*Collected data entries:*
▼▼▼

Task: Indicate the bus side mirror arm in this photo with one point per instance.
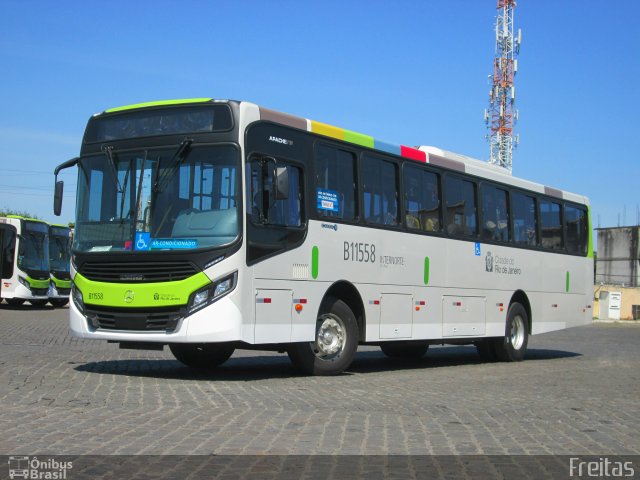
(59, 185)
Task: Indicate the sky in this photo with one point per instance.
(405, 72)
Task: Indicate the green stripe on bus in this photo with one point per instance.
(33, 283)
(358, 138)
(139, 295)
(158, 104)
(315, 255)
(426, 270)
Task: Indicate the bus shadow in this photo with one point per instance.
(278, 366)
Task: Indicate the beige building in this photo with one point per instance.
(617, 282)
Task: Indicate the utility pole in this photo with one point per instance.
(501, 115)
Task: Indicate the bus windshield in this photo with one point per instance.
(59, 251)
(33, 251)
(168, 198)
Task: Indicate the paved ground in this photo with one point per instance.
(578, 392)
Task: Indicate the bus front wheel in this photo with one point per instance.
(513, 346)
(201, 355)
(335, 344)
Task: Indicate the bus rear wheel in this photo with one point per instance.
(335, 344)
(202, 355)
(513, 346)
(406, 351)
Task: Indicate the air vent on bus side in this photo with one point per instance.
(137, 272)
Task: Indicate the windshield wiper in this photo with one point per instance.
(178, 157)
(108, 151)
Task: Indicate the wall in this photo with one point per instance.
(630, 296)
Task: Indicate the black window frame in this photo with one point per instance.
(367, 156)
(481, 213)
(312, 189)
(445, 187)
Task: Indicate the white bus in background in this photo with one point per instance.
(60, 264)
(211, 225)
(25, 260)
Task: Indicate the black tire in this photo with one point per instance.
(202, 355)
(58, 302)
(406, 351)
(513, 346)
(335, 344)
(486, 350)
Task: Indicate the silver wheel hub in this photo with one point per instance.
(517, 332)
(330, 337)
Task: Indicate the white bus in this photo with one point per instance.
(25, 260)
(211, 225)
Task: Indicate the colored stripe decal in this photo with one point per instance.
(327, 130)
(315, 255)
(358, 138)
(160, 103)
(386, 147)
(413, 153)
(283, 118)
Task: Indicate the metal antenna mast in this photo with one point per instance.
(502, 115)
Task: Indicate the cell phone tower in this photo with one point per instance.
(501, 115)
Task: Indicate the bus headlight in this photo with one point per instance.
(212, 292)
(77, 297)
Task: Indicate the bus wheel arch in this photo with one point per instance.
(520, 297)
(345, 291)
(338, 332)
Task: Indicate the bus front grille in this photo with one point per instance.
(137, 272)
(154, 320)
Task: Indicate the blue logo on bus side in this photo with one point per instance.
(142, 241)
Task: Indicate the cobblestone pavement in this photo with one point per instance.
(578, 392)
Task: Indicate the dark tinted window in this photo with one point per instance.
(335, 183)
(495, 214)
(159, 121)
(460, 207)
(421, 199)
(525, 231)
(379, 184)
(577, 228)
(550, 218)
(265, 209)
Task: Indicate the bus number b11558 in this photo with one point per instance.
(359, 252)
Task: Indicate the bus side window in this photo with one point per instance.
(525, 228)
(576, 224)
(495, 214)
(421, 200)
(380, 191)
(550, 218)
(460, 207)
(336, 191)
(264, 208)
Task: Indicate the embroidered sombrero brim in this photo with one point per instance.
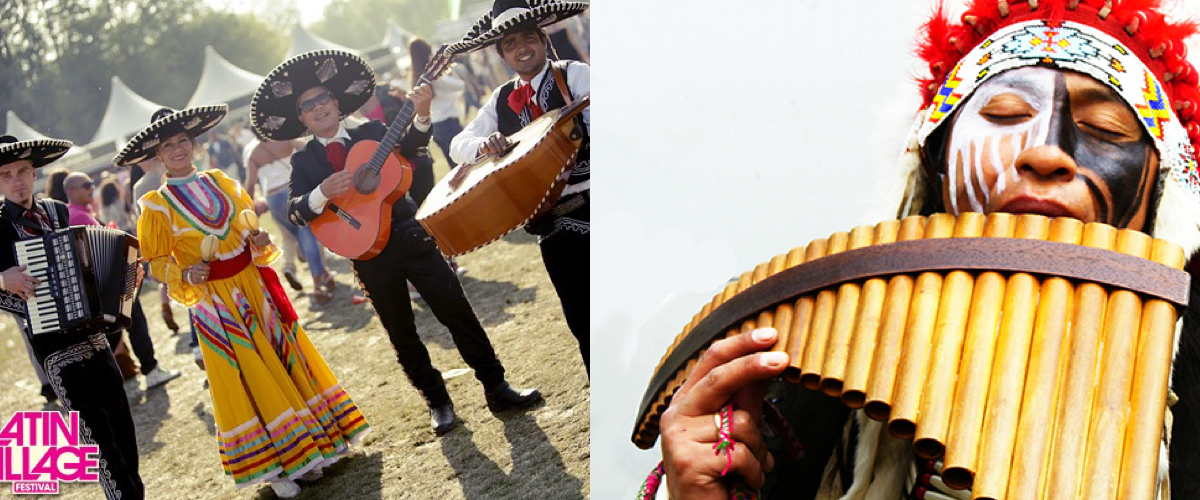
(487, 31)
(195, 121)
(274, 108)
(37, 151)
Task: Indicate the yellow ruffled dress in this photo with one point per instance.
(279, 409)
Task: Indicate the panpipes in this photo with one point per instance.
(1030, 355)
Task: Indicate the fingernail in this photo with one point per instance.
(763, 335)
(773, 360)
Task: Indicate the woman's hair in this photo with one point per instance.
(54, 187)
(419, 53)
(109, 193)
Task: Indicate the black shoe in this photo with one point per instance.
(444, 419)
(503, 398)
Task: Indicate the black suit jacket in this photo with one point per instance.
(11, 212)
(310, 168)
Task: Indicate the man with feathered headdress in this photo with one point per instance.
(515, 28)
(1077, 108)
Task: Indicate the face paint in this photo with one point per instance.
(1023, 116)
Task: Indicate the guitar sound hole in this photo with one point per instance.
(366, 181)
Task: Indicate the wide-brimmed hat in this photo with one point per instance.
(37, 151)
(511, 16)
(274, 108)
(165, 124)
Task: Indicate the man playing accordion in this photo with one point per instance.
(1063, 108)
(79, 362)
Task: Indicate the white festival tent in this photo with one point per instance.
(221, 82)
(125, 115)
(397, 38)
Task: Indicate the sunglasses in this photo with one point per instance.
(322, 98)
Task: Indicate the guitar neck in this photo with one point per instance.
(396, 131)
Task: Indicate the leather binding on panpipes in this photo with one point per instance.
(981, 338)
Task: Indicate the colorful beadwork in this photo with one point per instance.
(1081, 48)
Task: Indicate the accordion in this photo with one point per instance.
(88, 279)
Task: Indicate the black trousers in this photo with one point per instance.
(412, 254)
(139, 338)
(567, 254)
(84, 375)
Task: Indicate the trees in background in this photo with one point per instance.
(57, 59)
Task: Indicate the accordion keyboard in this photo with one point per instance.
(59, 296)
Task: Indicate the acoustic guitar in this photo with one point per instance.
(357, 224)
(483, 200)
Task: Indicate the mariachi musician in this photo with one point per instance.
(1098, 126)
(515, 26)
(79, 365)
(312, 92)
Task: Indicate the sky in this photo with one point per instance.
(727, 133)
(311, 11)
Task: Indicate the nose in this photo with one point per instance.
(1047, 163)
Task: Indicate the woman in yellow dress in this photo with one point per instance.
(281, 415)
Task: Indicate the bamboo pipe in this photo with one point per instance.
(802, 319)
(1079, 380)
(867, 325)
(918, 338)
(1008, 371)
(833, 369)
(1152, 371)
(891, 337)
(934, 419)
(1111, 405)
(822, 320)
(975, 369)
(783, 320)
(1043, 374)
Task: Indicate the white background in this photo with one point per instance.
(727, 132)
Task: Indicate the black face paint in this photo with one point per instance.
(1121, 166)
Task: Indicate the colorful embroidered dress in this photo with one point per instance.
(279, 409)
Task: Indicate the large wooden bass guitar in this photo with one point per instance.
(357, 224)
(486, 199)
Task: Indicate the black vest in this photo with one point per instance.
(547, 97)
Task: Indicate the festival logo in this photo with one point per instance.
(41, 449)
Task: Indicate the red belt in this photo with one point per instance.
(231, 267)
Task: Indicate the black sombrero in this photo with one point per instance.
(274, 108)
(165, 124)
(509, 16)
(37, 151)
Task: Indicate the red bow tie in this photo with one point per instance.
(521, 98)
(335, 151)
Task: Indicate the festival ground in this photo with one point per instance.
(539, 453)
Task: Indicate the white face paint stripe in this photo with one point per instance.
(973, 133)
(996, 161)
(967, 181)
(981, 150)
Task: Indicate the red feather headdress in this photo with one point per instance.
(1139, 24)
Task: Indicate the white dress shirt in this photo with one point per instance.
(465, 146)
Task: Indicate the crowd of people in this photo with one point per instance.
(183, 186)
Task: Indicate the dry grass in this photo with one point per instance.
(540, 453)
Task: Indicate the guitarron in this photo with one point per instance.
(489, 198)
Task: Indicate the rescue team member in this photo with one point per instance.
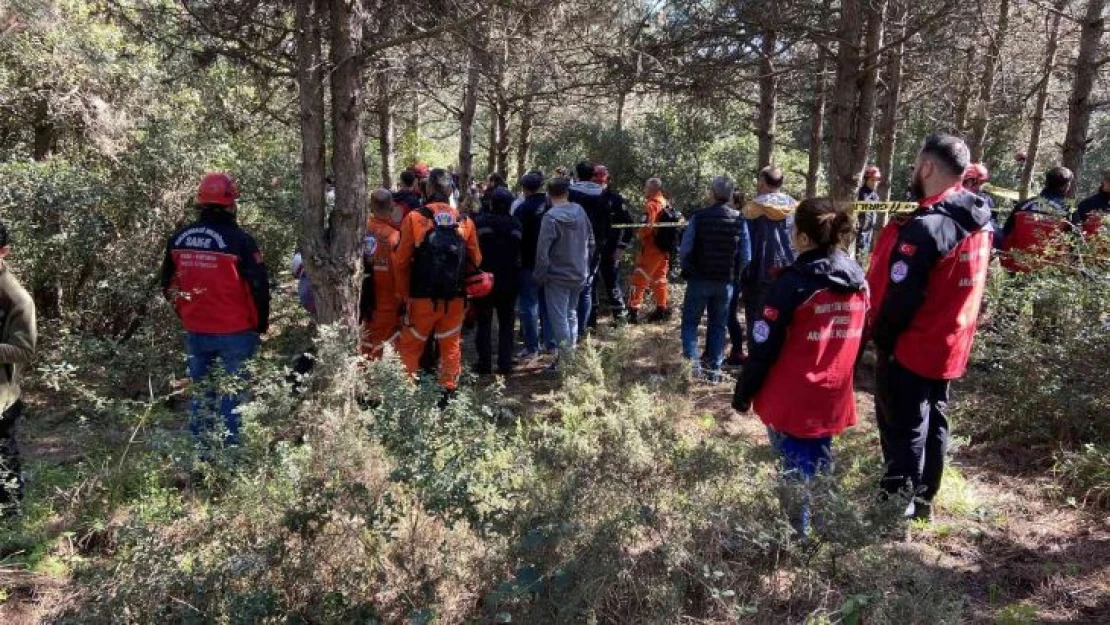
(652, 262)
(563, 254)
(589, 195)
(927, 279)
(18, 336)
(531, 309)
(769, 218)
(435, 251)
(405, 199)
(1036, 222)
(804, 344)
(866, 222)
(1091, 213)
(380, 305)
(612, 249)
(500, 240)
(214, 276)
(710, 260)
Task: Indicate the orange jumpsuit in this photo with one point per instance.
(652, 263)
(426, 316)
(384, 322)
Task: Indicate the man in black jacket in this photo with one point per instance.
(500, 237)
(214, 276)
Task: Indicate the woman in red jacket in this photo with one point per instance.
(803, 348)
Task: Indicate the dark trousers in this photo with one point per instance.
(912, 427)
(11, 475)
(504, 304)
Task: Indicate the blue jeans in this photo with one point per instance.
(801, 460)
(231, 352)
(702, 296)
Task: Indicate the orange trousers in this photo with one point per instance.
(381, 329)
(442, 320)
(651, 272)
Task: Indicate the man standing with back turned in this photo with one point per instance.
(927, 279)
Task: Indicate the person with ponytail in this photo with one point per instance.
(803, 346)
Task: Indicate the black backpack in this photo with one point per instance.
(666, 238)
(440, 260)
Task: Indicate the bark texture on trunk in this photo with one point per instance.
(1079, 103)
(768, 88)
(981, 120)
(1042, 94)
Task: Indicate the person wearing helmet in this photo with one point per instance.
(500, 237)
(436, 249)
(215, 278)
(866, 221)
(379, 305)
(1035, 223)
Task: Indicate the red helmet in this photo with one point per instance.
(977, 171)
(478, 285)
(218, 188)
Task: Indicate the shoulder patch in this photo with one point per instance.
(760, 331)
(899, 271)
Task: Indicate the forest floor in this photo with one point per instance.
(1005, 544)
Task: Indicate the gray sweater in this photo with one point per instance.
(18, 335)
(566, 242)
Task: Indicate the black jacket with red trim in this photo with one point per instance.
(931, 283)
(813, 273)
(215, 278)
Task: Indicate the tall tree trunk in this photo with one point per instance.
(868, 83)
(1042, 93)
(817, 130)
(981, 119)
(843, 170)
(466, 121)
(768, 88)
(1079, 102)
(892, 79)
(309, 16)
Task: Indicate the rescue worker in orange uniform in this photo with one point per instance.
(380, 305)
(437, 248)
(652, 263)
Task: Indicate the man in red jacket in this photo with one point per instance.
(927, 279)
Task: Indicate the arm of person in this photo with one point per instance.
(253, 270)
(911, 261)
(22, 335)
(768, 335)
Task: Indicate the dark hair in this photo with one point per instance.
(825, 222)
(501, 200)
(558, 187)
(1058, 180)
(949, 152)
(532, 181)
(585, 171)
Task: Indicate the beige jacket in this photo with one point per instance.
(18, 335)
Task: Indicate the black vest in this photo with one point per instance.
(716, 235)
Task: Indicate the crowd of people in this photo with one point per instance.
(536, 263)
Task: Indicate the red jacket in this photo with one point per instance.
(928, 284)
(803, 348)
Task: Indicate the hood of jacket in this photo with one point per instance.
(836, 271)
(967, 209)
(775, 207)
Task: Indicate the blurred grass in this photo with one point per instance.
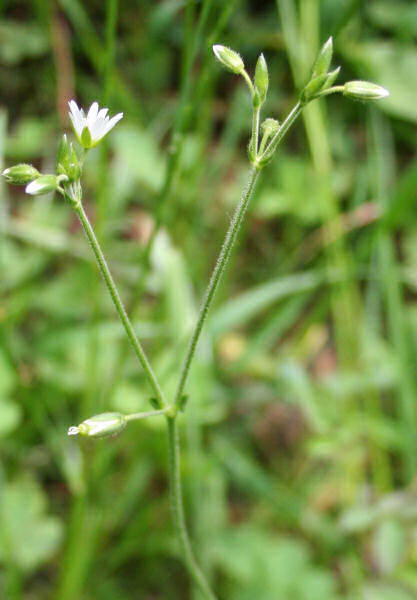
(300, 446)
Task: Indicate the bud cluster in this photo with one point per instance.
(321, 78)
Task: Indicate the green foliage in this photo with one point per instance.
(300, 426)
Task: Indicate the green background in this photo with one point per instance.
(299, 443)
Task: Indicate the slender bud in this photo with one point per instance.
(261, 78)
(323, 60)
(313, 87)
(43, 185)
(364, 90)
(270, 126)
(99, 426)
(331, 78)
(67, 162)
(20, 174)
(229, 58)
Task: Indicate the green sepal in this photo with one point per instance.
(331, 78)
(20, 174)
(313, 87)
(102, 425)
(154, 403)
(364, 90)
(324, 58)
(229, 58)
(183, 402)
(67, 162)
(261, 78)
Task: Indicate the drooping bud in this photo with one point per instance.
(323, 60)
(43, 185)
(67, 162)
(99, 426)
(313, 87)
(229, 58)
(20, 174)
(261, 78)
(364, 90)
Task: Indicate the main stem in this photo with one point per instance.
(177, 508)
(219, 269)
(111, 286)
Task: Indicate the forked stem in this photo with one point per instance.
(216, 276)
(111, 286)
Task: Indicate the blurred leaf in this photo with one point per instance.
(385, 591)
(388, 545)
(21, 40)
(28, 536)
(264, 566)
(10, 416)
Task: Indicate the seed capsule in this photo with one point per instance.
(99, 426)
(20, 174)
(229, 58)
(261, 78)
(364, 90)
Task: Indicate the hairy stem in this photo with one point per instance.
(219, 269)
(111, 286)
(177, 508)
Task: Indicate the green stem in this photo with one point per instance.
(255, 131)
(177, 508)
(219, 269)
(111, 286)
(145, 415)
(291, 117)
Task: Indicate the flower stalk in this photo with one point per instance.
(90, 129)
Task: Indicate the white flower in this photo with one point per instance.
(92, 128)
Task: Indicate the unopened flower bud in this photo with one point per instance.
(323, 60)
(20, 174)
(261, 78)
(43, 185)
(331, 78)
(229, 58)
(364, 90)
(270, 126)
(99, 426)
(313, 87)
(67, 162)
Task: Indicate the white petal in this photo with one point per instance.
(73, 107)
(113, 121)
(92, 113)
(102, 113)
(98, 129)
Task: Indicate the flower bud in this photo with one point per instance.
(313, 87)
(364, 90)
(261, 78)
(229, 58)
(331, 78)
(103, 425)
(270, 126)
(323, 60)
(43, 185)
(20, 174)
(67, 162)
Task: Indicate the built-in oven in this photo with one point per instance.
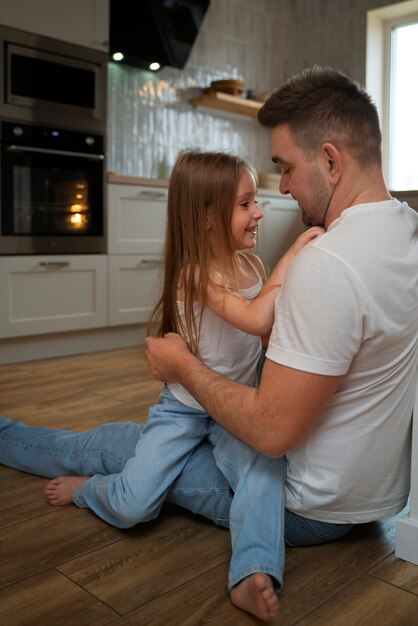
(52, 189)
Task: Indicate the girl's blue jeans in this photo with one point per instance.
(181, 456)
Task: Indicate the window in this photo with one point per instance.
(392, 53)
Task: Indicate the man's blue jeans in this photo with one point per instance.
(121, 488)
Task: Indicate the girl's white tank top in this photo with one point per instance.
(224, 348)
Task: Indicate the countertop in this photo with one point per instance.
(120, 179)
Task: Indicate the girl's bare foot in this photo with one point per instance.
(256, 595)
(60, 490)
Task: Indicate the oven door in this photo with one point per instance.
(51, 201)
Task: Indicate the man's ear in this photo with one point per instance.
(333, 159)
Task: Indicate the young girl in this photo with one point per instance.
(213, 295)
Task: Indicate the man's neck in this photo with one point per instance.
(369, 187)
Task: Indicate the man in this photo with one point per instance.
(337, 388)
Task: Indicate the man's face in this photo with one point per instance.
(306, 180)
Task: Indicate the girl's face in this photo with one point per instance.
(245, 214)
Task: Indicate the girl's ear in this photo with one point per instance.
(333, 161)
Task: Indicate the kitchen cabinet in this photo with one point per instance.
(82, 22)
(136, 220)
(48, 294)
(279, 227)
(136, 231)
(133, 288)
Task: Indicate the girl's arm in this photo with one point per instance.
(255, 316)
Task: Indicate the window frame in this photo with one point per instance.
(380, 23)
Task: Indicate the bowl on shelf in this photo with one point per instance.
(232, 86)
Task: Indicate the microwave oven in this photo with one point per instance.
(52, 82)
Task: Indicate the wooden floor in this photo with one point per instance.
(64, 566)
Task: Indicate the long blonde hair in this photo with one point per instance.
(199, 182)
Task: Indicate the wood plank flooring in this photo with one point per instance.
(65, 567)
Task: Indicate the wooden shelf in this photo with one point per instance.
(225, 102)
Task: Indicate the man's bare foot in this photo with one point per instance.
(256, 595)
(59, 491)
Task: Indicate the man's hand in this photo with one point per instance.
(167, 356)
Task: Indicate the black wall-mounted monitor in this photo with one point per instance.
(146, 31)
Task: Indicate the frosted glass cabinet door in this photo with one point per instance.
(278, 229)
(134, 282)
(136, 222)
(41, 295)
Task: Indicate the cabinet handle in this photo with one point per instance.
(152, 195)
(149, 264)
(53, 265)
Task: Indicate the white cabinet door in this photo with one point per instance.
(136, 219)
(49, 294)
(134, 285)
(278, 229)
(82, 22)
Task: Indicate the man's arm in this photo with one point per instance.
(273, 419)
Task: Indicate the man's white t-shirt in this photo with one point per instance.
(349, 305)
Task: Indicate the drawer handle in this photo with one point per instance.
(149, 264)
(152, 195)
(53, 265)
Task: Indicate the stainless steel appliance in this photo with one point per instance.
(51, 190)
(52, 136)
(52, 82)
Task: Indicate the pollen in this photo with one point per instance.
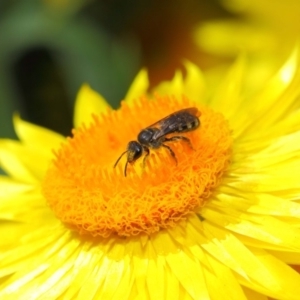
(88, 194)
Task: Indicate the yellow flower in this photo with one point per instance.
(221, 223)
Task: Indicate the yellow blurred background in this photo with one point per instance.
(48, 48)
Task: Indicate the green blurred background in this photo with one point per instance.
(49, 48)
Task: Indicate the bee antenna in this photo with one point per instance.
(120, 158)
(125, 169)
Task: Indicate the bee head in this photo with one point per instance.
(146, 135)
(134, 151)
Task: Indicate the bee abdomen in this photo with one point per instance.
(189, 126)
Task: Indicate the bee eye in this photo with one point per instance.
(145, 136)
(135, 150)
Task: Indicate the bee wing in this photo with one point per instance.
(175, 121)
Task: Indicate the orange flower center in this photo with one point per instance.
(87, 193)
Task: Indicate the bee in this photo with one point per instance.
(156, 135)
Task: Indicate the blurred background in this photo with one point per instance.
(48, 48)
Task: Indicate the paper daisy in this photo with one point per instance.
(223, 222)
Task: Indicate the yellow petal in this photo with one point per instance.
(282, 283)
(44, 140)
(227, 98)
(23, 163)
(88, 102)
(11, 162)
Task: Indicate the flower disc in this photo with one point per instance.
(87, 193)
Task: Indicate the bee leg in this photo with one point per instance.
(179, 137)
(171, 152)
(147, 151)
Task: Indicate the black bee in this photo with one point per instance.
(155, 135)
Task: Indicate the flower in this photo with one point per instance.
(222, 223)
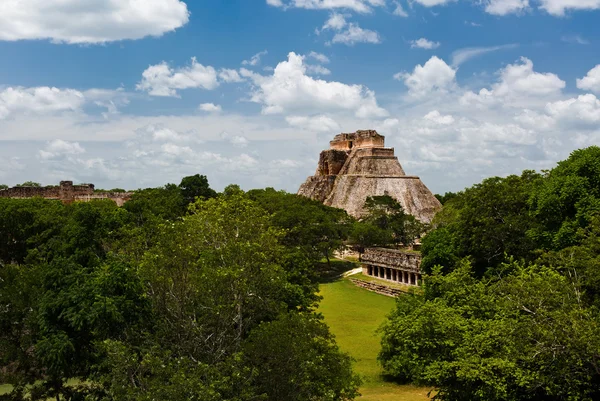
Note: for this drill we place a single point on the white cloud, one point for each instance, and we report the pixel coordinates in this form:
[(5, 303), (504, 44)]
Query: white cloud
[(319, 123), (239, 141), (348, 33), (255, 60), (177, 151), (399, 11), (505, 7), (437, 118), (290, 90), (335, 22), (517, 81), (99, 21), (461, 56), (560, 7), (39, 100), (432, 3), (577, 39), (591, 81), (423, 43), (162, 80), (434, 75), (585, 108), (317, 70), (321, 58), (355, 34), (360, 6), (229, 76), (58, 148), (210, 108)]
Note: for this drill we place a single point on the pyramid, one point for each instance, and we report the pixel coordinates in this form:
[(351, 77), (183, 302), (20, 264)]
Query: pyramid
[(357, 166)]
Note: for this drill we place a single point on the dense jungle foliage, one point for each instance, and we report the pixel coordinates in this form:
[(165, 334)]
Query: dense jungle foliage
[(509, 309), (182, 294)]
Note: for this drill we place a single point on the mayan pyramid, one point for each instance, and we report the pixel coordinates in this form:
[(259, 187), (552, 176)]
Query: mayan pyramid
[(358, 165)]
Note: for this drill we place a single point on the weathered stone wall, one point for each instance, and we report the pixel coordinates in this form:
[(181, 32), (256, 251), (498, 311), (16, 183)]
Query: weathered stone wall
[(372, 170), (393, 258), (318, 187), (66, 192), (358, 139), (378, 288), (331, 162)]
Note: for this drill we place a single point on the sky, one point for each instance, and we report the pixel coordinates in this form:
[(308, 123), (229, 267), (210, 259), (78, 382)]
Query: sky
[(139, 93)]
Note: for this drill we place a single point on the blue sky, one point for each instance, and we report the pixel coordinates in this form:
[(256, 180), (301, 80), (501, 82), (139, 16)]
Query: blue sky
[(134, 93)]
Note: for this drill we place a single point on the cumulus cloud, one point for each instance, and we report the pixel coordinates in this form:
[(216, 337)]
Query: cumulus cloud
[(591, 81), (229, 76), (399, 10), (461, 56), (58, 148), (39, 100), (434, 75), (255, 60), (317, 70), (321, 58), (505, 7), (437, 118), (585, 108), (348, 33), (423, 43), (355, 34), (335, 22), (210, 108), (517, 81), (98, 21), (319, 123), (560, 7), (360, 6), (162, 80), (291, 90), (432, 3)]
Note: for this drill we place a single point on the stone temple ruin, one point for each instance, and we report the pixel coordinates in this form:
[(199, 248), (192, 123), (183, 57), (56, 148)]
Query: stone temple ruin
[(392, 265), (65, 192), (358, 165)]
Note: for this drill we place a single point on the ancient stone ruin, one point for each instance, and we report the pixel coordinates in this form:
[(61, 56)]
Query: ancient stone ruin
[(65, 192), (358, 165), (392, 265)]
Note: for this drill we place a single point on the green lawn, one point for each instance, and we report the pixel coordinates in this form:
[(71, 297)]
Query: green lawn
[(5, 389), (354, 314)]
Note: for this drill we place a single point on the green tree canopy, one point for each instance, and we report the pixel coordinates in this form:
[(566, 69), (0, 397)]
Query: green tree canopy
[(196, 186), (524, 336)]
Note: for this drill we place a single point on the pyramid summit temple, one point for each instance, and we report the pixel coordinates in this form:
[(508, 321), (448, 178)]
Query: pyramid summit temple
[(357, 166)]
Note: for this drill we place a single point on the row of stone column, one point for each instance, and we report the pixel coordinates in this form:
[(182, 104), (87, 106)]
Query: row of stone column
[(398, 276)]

▲▲▲

*What you are asked to do:*
Write down exactly the span of lines above from the one containing "the pyramid, one" to the one containing "on the dense", both ends included.

*Your response:*
Note: for this drill we place a single point on the pyramid, one point for each instance, and we report the pixel coordinates in this form:
[(351, 77), (183, 302), (20, 264)]
Query: pyramid
[(357, 166)]
Note: for this drill we place a single point on the dense jungle foliage, one point for each instance, and we report the pixel coordinates in this form:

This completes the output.